### Extrait du document
Le centre-ville de Toronto offre un bon potentiel pour l’aménagement d’un pôle des sciences de la vie. M. Lacey pense à Bedpan Alley, le segment de University Avenue où se concentrent les hôpitaux et soins de santé connexes de pointe. « Le centre-ville de Toronto a définitivement ce qu'il faut pour qu'un bien immobilier soit mis sur le marché afin d'absorber la demande refoulée pour des laboratoires. »


« La possession de biens immobiliers voués aux sciences de la vie ne convient pas à tous. Les coûts et les risques sont élevés, mais le jeu en vaut la chandelle. »
Daniel Lacey

M. Lacey a également discuté avec des fournisseurs de laboratoires partagés basés aux États-Unis, du type WeWork, mais dans le secteur scientifique, qui démontrent de l’intérêt à exploiter des installations à Toronto. « Ils sont prêts à signer un bail pour des locaux de 25 000 pieds carrés au centre-ville. Je n’ai qu’à leur présenter les bailleurs qui sont prêts à se lancer. Les occasions sont là! » renchérit M. Lacey. Toronto saura-t-elle répondre à l’appel? »

À PLEINE CAPACITÉ

L’entreprise vancouvéroise AbCellera Biologics Inc. a fait les manchettes en décembre dernier lorsqu’elle a annoncé qu’elle travaillait avec le géant pharmaceutique américain Eli Lilly & Co. sur le même type de médicaments qu’a pris le président Donald Trump pour soigner sa Covid-19, soit un anticorps monoclonal.

Kevin Nelson, chef de l’équipe canadienne des sciences de la vie de CBRE à Vancouver, affirme que la nouvelle a renouvelé l’intérêt envers le secteur de la biotechnologie. Mais en ce moment, il a bien peu d’installations de laboratoire à offrir à ses clients.

AbCellera compte bâtir deux immeubles à Vancouver entre le nouveau développement de l’Hôpital Saint-Paul et l’Hôpital général de Vancouver afin de répondre à ses propres exigences. « Autrement, ajoute M. Nelson, le marché des sciences de la vie à Vancouver est saturé. La demande fuse, mais l’offre est inexistante. »

### Données extraites
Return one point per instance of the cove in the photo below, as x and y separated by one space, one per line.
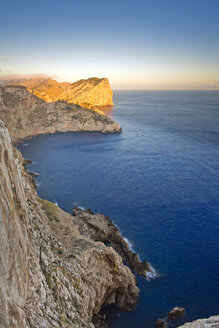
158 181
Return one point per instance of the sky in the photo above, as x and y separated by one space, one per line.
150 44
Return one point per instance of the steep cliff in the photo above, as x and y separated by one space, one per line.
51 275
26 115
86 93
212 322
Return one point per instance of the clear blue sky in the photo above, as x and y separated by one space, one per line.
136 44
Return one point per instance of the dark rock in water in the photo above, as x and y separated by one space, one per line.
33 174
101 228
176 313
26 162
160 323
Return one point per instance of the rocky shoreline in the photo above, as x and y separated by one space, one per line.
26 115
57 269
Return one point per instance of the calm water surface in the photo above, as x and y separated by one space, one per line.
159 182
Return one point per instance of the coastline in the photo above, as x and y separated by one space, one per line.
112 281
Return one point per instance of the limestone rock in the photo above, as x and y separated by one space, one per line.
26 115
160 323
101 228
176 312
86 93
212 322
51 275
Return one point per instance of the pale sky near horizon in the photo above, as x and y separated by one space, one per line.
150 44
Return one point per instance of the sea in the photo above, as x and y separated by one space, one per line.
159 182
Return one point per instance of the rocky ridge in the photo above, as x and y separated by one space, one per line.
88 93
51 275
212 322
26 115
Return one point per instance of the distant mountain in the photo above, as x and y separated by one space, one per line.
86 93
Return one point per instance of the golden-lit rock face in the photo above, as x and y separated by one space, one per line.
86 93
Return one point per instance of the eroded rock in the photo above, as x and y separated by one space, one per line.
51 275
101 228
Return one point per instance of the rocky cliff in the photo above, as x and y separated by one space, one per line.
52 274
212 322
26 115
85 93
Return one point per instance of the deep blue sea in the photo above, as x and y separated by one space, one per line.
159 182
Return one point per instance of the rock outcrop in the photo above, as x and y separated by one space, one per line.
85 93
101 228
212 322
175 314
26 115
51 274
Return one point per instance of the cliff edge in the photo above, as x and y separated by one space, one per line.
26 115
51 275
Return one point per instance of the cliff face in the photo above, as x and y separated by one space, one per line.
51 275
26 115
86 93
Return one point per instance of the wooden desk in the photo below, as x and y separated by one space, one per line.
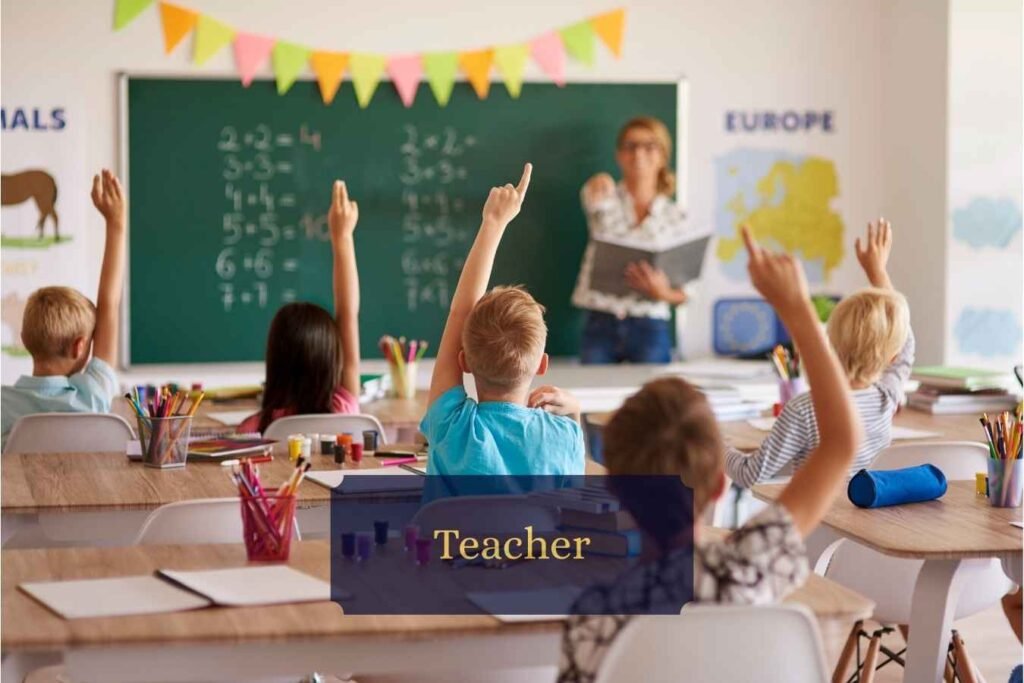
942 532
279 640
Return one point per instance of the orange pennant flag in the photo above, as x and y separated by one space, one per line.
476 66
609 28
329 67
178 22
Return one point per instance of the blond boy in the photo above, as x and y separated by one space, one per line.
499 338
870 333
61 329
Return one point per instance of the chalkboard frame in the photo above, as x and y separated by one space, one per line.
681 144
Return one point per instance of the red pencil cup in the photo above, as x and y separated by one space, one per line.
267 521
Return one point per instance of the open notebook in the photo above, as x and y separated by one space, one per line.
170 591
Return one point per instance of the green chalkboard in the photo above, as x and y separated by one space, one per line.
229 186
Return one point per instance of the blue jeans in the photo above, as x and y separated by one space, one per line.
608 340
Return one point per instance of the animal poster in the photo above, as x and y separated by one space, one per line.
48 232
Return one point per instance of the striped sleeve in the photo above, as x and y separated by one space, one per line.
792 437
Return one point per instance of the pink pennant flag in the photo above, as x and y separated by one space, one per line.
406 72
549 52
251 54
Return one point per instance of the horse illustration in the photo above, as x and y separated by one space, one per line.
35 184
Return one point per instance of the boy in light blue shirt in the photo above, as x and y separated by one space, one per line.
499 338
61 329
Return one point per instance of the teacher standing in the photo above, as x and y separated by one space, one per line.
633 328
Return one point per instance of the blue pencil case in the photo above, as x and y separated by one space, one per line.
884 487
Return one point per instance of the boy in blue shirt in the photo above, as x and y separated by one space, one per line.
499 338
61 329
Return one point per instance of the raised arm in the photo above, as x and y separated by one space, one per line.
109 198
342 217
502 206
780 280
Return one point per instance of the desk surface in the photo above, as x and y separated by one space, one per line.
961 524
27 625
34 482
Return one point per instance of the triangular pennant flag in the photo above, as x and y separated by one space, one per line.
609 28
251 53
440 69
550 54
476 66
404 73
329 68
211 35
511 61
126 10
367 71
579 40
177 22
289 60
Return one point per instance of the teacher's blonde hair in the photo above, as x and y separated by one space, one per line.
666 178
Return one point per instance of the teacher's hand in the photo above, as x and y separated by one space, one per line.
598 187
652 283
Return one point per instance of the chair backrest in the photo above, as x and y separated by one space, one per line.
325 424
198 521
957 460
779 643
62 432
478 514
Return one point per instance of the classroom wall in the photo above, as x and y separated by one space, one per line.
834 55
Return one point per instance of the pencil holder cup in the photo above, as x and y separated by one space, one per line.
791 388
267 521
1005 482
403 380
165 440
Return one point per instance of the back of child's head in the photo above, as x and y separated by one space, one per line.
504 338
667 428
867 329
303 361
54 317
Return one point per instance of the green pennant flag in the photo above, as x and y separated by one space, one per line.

### Tâche à faire 1
Pouvez-vous restituer mot pour mot le passage de l'article sur l'immobilier des sciences de la vie qui commence à « À PLEINE CAPACITÉ » et se termine à « un anticorps monoclonal. » ?
### Tâche à faire 2
Pouvez-vous rédiger la suite de l'article sur l'immobilier des sciences de la vie, à partir de sa dernière phrase ?

### Résultat obtenu 1
À PLEINE CAPACITÉ

L’entreprise vancouvéroise AbCellera Biologics Inc. a fait les manchettes en décembre dernier lorsqu’elle a annoncé qu’elle travaillait avec le géant pharmaceutique américain Eli Lilly & Co. sur le même type de médicaments qu’a pris le président Donald Trump pour soigner sa Covid-19, soit un anticorps monoclonal.

### Résultat obtenu 2
Ce secteur est l’un de ceux qui croissent le plus rapidement en Colombie-Britannique. De 2017 à 2018 seulement, le nombre d’emplois a bondi de 5,6 % à 17 300 postes. Ce dont la région a besoin, c’est d’un promoteur immobilier qui s’engage à bâtir des installations pour soutenir cette croissance en étant persuadé que les locataires seront au rendez-vous au terme du projet.

Tout comme Daniel Lacey et Jeremy Kenemy, Kevin Nelson a dû expliquer aux bailleurs que les biens immobiliers voués aux sciences de la vie fonctionnent différemment.

Les coûts d’aménagement d’un laboratoire sont très élevés alors que les locataires n'offrent pas les meilleures clauses restrictives, ce qui veut dire que le roulement des locataires pourrait être plus important. Mais les propriétaires qui font preuve de patience pourraient bénéficier de gains considérables. « Le marché est vraiment favorable aux bailleurs en ce moment », mentionne M. Nelson. « Les loyers sont majorés de 50 % pour de l’espace adapté aux biotechnologies. Au-delà des impératifs liés à la pandémie, ceux qui envisagent et réalisent des aménagements destinés aux sciences de la vie bénéficient également d’un avantage économique. »

« Mais il faut tenir compte du profil des locataires », prévient-il. « On ne peut pas exiger de voir un traditionnel bilan de 200 millions $ de profits. Ça ne fonctionne pas comme ça en biotechnologie. L’Amérique du Nord ne compte que huit entreprises pharmaceutiques qui sont profitables. La tolérance au risque doit être plus élevée. »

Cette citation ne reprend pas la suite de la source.